## DESCRIPTION OF THE TASK
Extract exactly the lines from the top of the records through the line containing "drop one pin per instance, shaped like <point>67,68</point>.", and keep pictures out of the copy.

(Point-per-instance localization data)
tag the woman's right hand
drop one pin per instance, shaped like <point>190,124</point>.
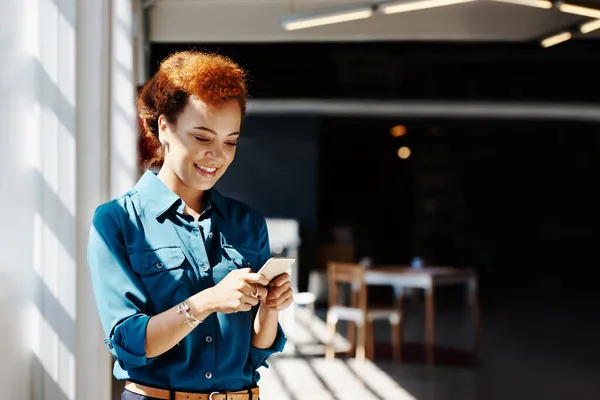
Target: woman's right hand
<point>239,291</point>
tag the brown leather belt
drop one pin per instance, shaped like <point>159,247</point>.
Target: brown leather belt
<point>166,395</point>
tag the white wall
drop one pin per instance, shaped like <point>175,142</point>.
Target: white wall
<point>55,168</point>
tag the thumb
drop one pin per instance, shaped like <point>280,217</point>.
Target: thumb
<point>257,279</point>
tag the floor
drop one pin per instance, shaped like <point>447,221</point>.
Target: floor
<point>532,347</point>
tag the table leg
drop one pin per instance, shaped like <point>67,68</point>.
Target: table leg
<point>476,313</point>
<point>430,324</point>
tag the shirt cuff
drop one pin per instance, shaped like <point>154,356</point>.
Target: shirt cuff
<point>128,342</point>
<point>258,357</point>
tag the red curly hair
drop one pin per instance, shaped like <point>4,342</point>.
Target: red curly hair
<point>213,78</point>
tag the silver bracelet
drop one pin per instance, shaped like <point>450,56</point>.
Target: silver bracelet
<point>191,321</point>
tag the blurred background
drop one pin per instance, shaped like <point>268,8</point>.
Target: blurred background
<point>447,149</point>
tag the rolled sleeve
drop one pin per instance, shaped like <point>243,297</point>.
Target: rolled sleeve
<point>120,295</point>
<point>258,357</point>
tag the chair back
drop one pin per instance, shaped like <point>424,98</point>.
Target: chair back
<point>347,274</point>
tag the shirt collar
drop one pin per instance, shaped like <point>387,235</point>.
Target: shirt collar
<point>157,198</point>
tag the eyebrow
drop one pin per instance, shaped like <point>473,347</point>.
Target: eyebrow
<point>203,128</point>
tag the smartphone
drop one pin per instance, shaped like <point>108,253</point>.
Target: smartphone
<point>276,266</point>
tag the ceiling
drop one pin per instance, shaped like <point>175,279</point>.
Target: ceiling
<point>258,21</point>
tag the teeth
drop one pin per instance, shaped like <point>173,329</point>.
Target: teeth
<point>207,169</point>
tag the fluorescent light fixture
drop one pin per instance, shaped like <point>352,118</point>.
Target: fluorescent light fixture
<point>326,18</point>
<point>556,39</point>
<point>579,10</point>
<point>405,6</point>
<point>590,26</point>
<point>545,4</point>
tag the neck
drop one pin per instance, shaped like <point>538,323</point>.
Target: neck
<point>192,198</point>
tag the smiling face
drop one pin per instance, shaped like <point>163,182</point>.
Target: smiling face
<point>200,145</point>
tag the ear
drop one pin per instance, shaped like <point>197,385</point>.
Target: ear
<point>163,129</point>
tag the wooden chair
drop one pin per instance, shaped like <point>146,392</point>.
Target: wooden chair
<point>357,312</point>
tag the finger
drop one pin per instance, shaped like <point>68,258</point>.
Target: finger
<point>285,304</point>
<point>244,308</point>
<point>278,291</point>
<point>242,271</point>
<point>262,293</point>
<point>259,292</point>
<point>256,279</point>
<point>252,301</point>
<point>281,279</point>
<point>284,296</point>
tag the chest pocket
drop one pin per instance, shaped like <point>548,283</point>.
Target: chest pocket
<point>235,258</point>
<point>164,273</point>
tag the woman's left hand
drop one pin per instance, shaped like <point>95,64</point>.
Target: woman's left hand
<point>280,294</point>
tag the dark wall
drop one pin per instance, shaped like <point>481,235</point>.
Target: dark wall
<point>275,172</point>
<point>419,70</point>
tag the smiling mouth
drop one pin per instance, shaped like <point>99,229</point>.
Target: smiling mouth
<point>207,171</point>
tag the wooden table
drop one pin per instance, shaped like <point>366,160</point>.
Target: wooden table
<point>427,278</point>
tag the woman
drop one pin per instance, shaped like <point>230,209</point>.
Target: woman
<point>173,261</point>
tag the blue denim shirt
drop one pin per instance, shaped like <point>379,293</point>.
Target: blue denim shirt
<point>147,256</point>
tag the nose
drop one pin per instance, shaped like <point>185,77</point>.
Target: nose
<point>214,152</point>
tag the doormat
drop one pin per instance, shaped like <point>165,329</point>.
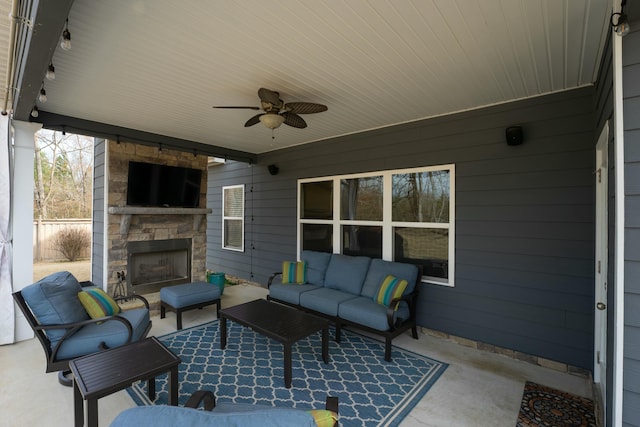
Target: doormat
<point>371,391</point>
<point>547,407</point>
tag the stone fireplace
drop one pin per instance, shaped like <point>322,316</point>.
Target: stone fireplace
<point>153,246</point>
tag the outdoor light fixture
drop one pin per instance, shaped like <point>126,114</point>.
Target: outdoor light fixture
<point>272,120</point>
<point>66,37</point>
<point>43,95</point>
<point>51,72</point>
<point>620,21</point>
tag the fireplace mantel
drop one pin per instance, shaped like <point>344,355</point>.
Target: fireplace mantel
<point>128,211</point>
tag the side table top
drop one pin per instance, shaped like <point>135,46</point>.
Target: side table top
<point>102,373</point>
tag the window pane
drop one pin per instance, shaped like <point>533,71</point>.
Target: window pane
<point>361,199</point>
<point>317,237</point>
<point>317,200</point>
<point>362,240</point>
<point>233,201</point>
<point>423,246</point>
<point>421,197</point>
<point>233,234</point>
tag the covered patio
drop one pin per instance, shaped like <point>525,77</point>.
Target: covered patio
<point>531,108</point>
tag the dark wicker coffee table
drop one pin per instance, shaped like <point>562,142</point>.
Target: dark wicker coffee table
<point>101,374</point>
<point>279,322</point>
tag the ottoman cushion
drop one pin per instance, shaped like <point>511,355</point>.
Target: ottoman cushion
<point>188,294</point>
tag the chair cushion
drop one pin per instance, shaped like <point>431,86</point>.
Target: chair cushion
<point>54,300</point>
<point>390,288</point>
<point>112,333</point>
<point>347,273</point>
<point>289,293</point>
<point>317,263</point>
<point>190,293</point>
<point>324,300</point>
<point>170,416</point>
<point>294,272</point>
<point>380,269</point>
<point>98,303</point>
<point>365,311</point>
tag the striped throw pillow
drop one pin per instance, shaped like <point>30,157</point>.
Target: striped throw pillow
<point>294,272</point>
<point>390,288</point>
<point>98,303</point>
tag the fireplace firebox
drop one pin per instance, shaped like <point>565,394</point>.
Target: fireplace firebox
<point>153,264</point>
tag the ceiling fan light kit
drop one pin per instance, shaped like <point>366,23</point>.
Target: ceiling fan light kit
<point>276,112</point>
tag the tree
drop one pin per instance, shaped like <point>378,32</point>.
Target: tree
<point>63,175</point>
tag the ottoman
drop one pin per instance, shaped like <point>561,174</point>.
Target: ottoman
<point>185,297</point>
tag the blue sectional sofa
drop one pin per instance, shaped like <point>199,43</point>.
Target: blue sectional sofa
<point>344,288</point>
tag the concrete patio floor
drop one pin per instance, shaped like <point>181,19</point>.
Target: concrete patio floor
<point>478,389</point>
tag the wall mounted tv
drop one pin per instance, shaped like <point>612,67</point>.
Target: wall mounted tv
<point>150,184</point>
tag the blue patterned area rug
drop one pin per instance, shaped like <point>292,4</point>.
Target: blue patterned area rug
<point>371,392</point>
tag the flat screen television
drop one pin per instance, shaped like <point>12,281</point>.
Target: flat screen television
<point>151,184</point>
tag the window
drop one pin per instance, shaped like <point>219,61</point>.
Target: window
<point>233,217</point>
<point>400,215</point>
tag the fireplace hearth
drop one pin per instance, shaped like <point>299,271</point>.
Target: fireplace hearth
<point>153,264</point>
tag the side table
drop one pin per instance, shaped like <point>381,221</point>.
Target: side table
<point>101,374</point>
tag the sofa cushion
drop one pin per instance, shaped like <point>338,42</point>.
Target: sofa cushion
<point>324,300</point>
<point>380,269</point>
<point>170,416</point>
<point>317,263</point>
<point>54,300</point>
<point>347,273</point>
<point>294,272</point>
<point>289,293</point>
<point>98,303</point>
<point>365,311</point>
<point>113,333</point>
<point>390,289</point>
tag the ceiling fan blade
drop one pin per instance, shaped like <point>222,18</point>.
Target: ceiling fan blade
<point>305,107</point>
<point>253,120</point>
<point>270,96</point>
<point>294,120</point>
<point>238,107</point>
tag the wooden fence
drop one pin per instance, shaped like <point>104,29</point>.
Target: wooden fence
<point>44,233</point>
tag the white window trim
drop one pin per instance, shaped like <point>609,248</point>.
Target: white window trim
<point>240,218</point>
<point>386,224</point>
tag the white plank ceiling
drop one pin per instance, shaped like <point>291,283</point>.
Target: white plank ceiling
<point>160,65</point>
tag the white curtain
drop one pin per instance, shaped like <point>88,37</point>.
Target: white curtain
<point>7,318</point>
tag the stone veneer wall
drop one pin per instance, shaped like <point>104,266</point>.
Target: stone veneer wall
<point>151,226</point>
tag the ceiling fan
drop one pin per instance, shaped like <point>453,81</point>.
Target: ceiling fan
<point>277,112</point>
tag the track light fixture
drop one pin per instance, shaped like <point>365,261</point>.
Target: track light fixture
<point>51,72</point>
<point>66,37</point>
<point>620,21</point>
<point>42,97</point>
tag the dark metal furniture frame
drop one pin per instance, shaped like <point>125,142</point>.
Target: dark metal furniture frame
<point>283,324</point>
<point>62,365</point>
<point>394,330</point>
<point>164,306</point>
<point>101,374</point>
<point>208,401</point>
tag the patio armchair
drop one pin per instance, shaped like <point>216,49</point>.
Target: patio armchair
<point>227,414</point>
<point>66,329</point>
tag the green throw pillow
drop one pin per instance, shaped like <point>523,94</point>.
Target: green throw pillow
<point>324,418</point>
<point>390,288</point>
<point>294,272</point>
<point>98,304</point>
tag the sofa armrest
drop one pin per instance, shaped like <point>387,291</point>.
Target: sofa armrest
<point>72,328</point>
<point>273,276</point>
<point>410,299</point>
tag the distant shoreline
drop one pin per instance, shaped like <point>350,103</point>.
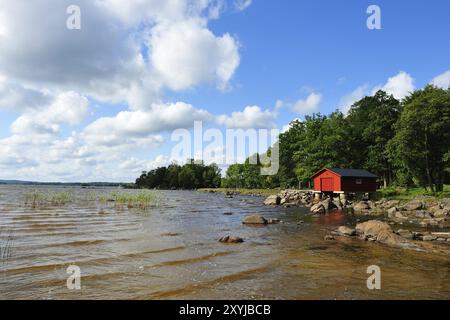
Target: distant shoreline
<point>67,184</point>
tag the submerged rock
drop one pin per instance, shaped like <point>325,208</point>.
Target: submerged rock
<point>230,239</point>
<point>318,209</point>
<point>413,205</point>
<point>378,231</point>
<point>361,206</point>
<point>273,200</point>
<point>255,219</point>
<point>346,231</point>
<point>273,221</point>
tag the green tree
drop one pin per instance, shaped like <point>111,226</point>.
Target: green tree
<point>371,123</point>
<point>422,141</point>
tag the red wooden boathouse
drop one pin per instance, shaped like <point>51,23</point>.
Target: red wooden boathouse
<point>344,181</point>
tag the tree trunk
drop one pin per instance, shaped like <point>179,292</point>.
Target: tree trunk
<point>427,164</point>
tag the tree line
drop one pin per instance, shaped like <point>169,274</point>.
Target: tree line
<point>406,143</point>
<point>189,176</point>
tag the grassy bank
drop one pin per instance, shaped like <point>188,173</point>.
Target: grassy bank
<point>389,193</point>
<point>140,200</point>
<point>245,192</point>
<point>413,193</point>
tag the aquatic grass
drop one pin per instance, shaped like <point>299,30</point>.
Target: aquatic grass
<point>398,193</point>
<point>5,247</point>
<point>38,198</point>
<point>141,200</point>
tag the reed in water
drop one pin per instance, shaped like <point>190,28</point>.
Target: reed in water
<point>37,198</point>
<point>141,200</point>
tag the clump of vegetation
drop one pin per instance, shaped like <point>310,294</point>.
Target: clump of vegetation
<point>244,192</point>
<point>5,246</point>
<point>37,198</point>
<point>140,200</point>
<point>399,193</point>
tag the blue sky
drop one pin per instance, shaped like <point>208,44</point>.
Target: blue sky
<point>215,60</point>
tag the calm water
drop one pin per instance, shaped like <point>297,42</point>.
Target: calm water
<point>172,252</point>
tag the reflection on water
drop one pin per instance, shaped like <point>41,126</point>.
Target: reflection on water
<point>172,252</point>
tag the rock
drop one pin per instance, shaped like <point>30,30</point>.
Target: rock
<point>440,213</point>
<point>378,231</point>
<point>229,239</point>
<point>421,214</point>
<point>255,219</point>
<point>328,205</point>
<point>429,237</point>
<point>399,215</point>
<point>273,221</point>
<point>372,228</point>
<point>413,205</point>
<point>346,231</point>
<point>406,234</point>
<point>318,209</point>
<point>338,204</point>
<point>390,204</point>
<point>361,206</point>
<point>392,211</point>
<point>273,200</point>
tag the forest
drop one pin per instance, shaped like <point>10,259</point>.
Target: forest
<point>406,143</point>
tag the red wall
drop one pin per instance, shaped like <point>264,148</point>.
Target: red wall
<point>327,174</point>
<point>368,184</point>
<point>345,184</point>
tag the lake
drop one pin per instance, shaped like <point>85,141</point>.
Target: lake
<point>171,251</point>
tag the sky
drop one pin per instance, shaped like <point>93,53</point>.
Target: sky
<point>102,102</point>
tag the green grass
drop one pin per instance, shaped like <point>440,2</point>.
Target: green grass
<point>140,200</point>
<point>412,193</point>
<point>37,198</point>
<point>258,192</point>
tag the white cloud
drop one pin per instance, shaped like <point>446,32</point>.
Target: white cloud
<point>253,117</point>
<point>126,53</point>
<point>308,105</point>
<point>186,53</point>
<point>67,108</point>
<point>104,59</point>
<point>241,5</point>
<point>400,85</point>
<point>442,81</point>
<point>141,125</point>
<point>347,101</point>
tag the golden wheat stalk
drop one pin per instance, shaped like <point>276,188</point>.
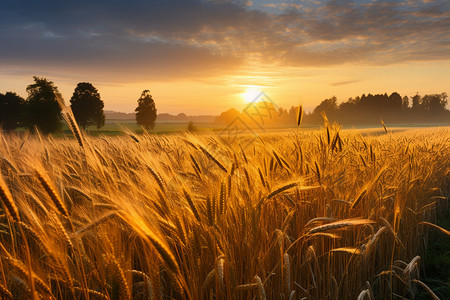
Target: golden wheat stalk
<point>51,191</point>
<point>7,200</point>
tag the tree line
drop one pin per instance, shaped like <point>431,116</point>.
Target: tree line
<point>42,110</point>
<point>365,109</point>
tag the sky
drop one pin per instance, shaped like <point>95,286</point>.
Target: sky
<point>204,57</point>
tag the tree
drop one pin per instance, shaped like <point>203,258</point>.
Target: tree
<point>11,110</point>
<point>434,103</point>
<point>328,106</point>
<point>146,110</point>
<point>87,107</point>
<point>42,108</point>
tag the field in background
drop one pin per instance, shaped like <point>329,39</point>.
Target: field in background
<point>317,214</point>
<point>116,127</point>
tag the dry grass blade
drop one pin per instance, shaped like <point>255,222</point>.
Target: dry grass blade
<point>261,290</point>
<point>384,126</point>
<point>444,231</point>
<point>350,250</point>
<point>300,115</point>
<point>6,198</point>
<point>70,119</point>
<point>102,219</point>
<point>51,191</point>
<point>158,178</point>
<point>213,159</point>
<point>427,289</point>
<point>281,189</point>
<point>192,205</point>
<point>5,293</point>
<point>340,224</point>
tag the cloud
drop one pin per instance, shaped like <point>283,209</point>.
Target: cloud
<point>168,39</point>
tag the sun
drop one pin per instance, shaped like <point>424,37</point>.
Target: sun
<point>250,94</point>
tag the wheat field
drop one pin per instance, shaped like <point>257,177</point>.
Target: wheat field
<point>325,214</point>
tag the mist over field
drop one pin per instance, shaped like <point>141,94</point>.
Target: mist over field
<point>224,149</point>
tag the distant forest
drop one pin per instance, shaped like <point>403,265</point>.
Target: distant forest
<point>367,109</point>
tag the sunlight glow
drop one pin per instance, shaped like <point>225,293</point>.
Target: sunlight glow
<point>250,94</point>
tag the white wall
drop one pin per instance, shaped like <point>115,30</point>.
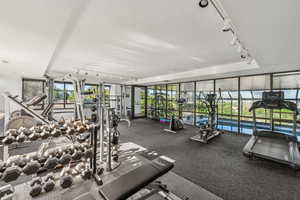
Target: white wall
<point>14,86</point>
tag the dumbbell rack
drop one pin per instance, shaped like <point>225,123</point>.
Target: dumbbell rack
<point>18,172</point>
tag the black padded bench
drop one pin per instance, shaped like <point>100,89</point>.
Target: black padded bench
<point>135,180</point>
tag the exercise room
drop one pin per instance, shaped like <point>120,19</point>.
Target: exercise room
<point>158,100</point>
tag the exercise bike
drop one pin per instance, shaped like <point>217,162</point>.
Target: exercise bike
<point>209,130</point>
<point>177,123</point>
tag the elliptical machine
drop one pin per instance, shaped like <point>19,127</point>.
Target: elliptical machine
<point>177,123</point>
<point>209,130</point>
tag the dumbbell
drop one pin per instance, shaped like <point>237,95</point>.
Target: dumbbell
<point>26,131</point>
<point>66,181</point>
<point>86,174</point>
<point>88,153</point>
<point>115,157</point>
<point>99,171</point>
<point>21,138</point>
<point>77,155</point>
<point>5,191</point>
<point>18,160</point>
<point>9,139</point>
<point>36,187</point>
<point>36,129</point>
<point>3,166</point>
<point>56,132</point>
<point>49,183</point>
<point>34,136</point>
<point>31,167</point>
<point>11,173</point>
<point>70,131</point>
<point>51,162</point>
<point>61,122</point>
<point>65,158</point>
<point>45,134</point>
<point>12,132</point>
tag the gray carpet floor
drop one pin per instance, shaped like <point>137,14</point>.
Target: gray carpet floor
<point>218,167</point>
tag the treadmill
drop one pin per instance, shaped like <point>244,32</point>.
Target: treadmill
<point>270,144</point>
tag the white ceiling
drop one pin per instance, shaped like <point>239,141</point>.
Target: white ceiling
<point>151,41</point>
<point>29,31</point>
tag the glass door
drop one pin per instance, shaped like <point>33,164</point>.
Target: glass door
<point>139,101</point>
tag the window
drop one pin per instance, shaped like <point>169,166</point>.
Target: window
<point>202,89</point>
<point>32,88</point>
<point>228,104</point>
<point>252,88</point>
<point>172,98</point>
<point>187,91</point>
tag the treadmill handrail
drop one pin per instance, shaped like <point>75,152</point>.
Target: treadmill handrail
<point>278,105</point>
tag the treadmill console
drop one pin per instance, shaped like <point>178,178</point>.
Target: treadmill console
<point>181,101</point>
<point>210,97</point>
<point>273,96</point>
<point>273,99</point>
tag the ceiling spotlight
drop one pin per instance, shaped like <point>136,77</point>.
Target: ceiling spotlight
<point>227,26</point>
<point>234,40</point>
<point>203,3</point>
<point>239,48</point>
<point>249,60</point>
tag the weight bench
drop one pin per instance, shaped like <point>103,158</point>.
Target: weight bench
<point>137,179</point>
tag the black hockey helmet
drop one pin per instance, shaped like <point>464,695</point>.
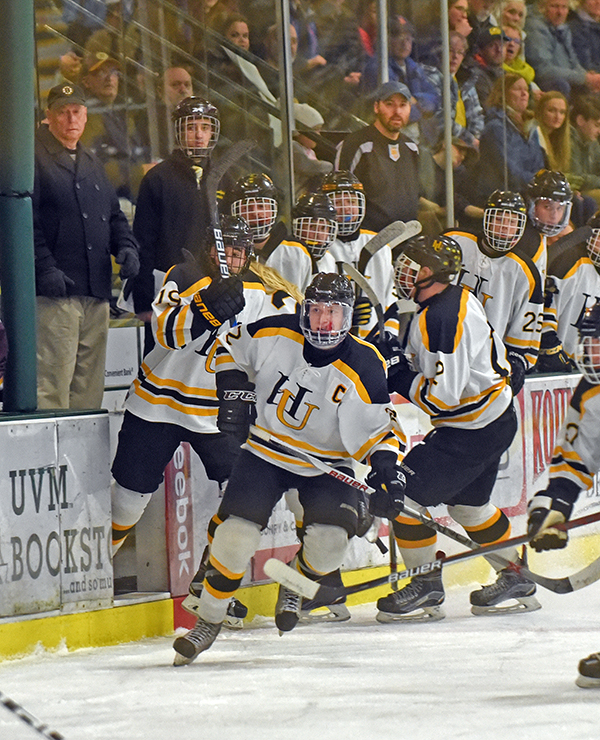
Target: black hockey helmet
<point>504,220</point>
<point>185,113</point>
<point>593,242</point>
<point>347,195</point>
<point>254,198</point>
<point>441,254</point>
<point>314,222</point>
<point>587,353</point>
<point>551,187</point>
<point>238,243</point>
<point>326,314</point>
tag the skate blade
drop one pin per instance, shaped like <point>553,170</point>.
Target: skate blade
<point>191,604</point>
<point>427,614</point>
<point>586,682</point>
<point>523,604</point>
<point>334,613</point>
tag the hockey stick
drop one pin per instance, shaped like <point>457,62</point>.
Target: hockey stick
<point>295,581</point>
<point>585,577</point>
<point>393,234</point>
<point>231,156</point>
<point>29,719</point>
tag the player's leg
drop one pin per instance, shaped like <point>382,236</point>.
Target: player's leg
<point>144,448</point>
<point>253,489</point>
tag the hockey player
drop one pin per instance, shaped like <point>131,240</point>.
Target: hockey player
<point>346,192</point>
<point>575,461</point>
<point>173,399</point>
<point>506,281</point>
<point>454,368</point>
<point>572,287</point>
<point>315,386</point>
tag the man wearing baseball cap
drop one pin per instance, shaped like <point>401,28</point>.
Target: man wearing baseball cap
<point>384,159</point>
<point>77,224</point>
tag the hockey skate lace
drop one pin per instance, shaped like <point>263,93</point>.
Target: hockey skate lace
<point>200,633</point>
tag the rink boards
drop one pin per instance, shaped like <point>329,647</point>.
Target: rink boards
<point>56,577</point>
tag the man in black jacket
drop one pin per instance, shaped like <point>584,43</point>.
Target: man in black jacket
<point>78,224</point>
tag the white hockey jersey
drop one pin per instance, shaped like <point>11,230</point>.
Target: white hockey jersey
<point>573,286</point>
<point>461,365</point>
<point>176,380</point>
<point>510,290</point>
<point>338,412</point>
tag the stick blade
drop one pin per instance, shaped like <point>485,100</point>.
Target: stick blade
<point>290,578</point>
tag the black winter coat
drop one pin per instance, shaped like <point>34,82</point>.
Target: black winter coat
<point>77,220</point>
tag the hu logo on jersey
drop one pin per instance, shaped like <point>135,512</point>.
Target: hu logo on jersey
<point>292,410</point>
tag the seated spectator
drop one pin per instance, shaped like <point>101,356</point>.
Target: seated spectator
<point>401,68</point>
<point>552,116</point>
<point>509,141</point>
<point>487,61</point>
<point>308,170</point>
<point>432,176</point>
<point>466,110</point>
<point>585,32</point>
<point>113,132</point>
<point>427,46</point>
<point>584,171</point>
<point>550,51</point>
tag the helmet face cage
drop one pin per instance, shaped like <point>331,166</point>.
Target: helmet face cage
<point>316,233</point>
<point>325,324</point>
<point>350,209</point>
<point>259,213</point>
<point>503,228</point>
<point>406,271</point>
<point>185,129</point>
<point>545,227</point>
<point>593,247</point>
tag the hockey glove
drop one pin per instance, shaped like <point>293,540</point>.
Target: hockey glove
<point>544,513</point>
<point>237,404</point>
<point>53,283</point>
<point>220,301</point>
<point>361,314</point>
<point>518,369</point>
<point>389,483</point>
<point>552,357</point>
<point>129,260</point>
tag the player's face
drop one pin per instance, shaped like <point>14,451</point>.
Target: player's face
<point>326,317</point>
<point>197,133</point>
<point>67,123</point>
<point>549,212</point>
<point>393,114</point>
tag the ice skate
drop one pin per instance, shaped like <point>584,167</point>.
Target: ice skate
<point>189,646</point>
<point>423,595</point>
<point>589,672</point>
<point>508,585</point>
<point>335,612</point>
<point>287,610</point>
<point>236,611</point>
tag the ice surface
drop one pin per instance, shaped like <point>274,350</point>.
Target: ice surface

## SOLUTION TO THE PROBLEM
tag the woman's right hand
drop one pin per instance, shaped like <point>190,124</point>.
Target: woman's right hand
<point>239,291</point>
tag the brown leather belt
drop one pin per instance, shaped like <point>159,247</point>.
Target: brown leather belt
<point>166,395</point>
tag the white wall
drop one pin per instance, shaped like <point>175,142</point>.
Target: white wall
<point>55,168</point>
tag the thumb
drop one pin per instance, shaped like <point>280,217</point>.
Target: thumb
<point>257,279</point>
tag the floor
drop one pin per instance, shaped like <point>447,221</point>.
Target: floor
<point>532,347</point>
tag the table leg
drop one pin per instance, shaped like <point>67,68</point>.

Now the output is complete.